By Mustang Bobby
Kirk Cameron (aka "Banana Boy"), the former sit-com star and spokesman for the anti-evolution movement, is promoting a 150th anniversary edition of Charles Darwin's On the Origin of the Species with a special introduction written by fellow fundie Ray Comfort that basically attempts to refute everything that follows and adds, at no additional charge, the bogus claims that Darwin inspired Hitler. They can do that -- the book is in the public domain.
The plan is to hand out copies of the adulterated book on college campuses because, as Mr. Cameron asserts in a promotional film clip, colleges are overrun by atheist professors: “A recent study revealed that in the top 50 universities in our country, in the fields of psychology and biology, 61 percent of the professors described themselves as atheist or agnostic.” (The same study shows, however, that the majority of college professors are not.)
I don't have a problem with Mr. Cameron handing out copies of the book, even though I cringe at the idea of someone going in and writing a fallacious and truth-challenged introduction. What I find insulting is that he assumes college students, who are mostly adults, are too stupid to make up their own minds, or that science cannot co-exist with religion. After all, if it's not a problem for the Catholic Church any more (that whole thing with Galileo is behind them now, right?), then why are they so touchy? Are they so insecure about their faith in the bible that they feel threatened by the overwhelming scientific evidence that the world was not created 6,000 years ago on a Tuesday and started out with two naked people and a talking snake? (Sometime we must really have a discussion with these folks about the concept of allegory.) Science doesn't exist to disprove religion, nor does it require you to give up your faith because the facts prove that the world is round and the sun does not revolve around it.
If Mr. Cameron and his crusaders were so confident in their beliefs, they wouldn't go around defiling a book. Instead, they'd give away both the original On the Origin of the Species and the bible and let the students make up their own minds (vide the last scene in Inherit the Wind). What are they afraid of?

▶ [Record set]:

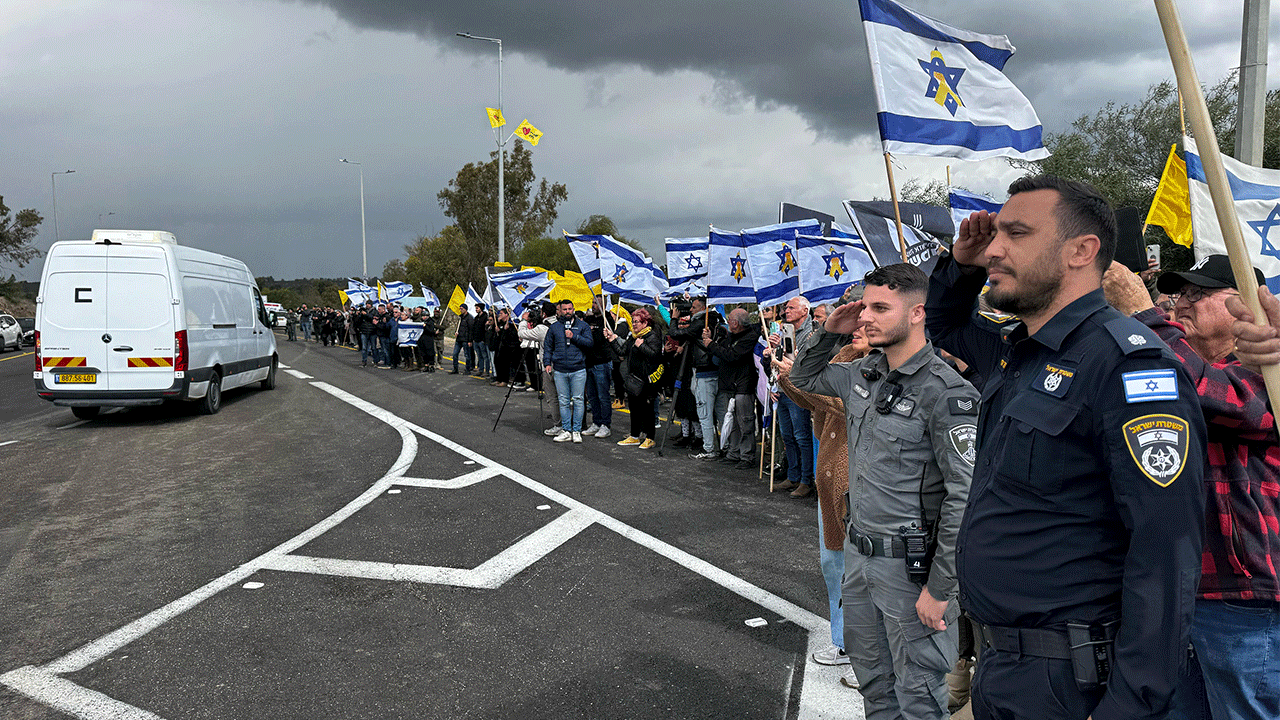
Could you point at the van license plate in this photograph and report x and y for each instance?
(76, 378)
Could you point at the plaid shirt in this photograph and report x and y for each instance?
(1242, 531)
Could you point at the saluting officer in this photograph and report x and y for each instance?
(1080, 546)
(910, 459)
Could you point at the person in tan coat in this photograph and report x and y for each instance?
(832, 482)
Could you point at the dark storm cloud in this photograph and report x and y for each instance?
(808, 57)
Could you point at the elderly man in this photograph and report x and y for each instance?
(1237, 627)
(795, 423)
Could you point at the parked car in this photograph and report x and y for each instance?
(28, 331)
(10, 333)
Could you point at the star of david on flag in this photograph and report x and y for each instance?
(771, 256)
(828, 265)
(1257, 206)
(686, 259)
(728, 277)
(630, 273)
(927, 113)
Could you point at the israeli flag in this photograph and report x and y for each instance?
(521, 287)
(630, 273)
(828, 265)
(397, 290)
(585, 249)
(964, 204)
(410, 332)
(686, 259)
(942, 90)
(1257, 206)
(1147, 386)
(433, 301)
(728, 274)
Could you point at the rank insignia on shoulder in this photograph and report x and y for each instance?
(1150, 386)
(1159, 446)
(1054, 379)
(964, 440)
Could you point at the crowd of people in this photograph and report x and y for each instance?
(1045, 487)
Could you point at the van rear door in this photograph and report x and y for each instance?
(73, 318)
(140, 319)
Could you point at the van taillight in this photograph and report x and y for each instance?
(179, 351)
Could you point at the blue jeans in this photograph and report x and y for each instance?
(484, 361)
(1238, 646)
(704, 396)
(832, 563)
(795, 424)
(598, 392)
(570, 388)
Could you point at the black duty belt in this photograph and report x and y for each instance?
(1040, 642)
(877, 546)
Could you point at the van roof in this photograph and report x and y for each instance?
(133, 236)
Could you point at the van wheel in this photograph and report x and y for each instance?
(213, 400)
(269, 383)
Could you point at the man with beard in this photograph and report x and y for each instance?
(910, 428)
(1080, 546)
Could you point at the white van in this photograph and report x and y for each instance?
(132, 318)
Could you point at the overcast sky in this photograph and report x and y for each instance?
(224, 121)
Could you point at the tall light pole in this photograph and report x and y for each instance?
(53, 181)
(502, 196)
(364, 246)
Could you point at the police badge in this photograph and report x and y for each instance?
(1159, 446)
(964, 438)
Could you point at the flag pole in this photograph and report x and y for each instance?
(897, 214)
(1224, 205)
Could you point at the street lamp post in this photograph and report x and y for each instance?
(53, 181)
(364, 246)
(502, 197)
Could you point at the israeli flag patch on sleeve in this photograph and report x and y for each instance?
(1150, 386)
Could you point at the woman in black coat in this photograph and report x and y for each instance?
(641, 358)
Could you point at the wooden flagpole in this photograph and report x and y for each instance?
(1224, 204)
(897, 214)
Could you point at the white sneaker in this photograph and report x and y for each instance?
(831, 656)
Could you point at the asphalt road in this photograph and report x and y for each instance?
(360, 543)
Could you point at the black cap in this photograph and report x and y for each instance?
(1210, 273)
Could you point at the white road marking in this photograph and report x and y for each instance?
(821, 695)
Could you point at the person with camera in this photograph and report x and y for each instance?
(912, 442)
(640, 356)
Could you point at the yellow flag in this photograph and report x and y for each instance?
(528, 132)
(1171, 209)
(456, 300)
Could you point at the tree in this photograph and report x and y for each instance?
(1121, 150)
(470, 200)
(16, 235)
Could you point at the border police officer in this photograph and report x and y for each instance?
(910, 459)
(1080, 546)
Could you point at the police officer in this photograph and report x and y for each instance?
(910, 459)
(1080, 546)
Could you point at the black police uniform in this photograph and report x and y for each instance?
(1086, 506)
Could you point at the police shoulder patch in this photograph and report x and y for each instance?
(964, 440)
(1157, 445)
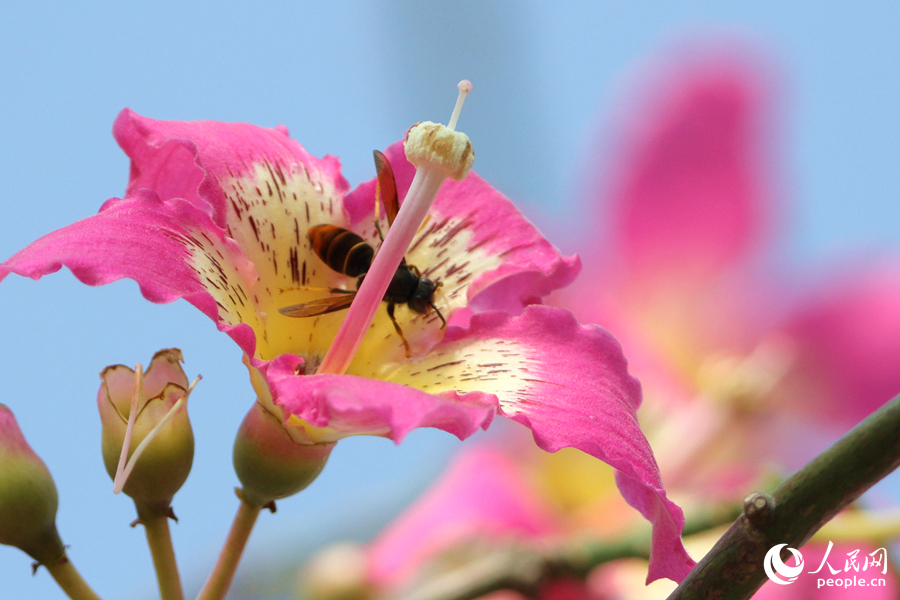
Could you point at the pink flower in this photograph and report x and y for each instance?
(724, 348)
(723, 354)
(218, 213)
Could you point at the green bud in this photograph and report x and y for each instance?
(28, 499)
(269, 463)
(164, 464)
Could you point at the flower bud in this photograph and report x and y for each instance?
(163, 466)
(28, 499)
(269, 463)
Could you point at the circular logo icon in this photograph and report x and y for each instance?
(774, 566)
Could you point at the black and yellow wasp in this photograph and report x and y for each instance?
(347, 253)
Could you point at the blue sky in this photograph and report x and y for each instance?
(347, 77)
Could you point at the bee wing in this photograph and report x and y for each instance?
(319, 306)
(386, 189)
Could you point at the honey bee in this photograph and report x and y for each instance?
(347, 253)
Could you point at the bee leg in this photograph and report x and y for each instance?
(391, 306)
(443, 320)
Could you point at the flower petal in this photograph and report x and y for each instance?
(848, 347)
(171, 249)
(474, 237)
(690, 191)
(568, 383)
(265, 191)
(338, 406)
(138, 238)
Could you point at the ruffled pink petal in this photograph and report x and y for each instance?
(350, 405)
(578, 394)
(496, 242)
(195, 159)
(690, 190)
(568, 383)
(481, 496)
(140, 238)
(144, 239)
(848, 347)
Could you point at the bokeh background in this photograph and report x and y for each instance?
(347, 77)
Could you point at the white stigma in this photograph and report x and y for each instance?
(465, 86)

▶ [Tasks for this exercise]:
1 - List every person named in the paragraphs of the post about Kirk Cameron, leaving out the byline.
2 - In the post about Kirk Cameron, what share of psychology and biology professors at the top 50 universities described themselves as atheist or agnostic, according to the study Cameron cites?

▶ [Answer section]:
1 - Kirk Cameron, Charles Darwin, Ray Comfort, Hitler, Galileo

2 - 61 percent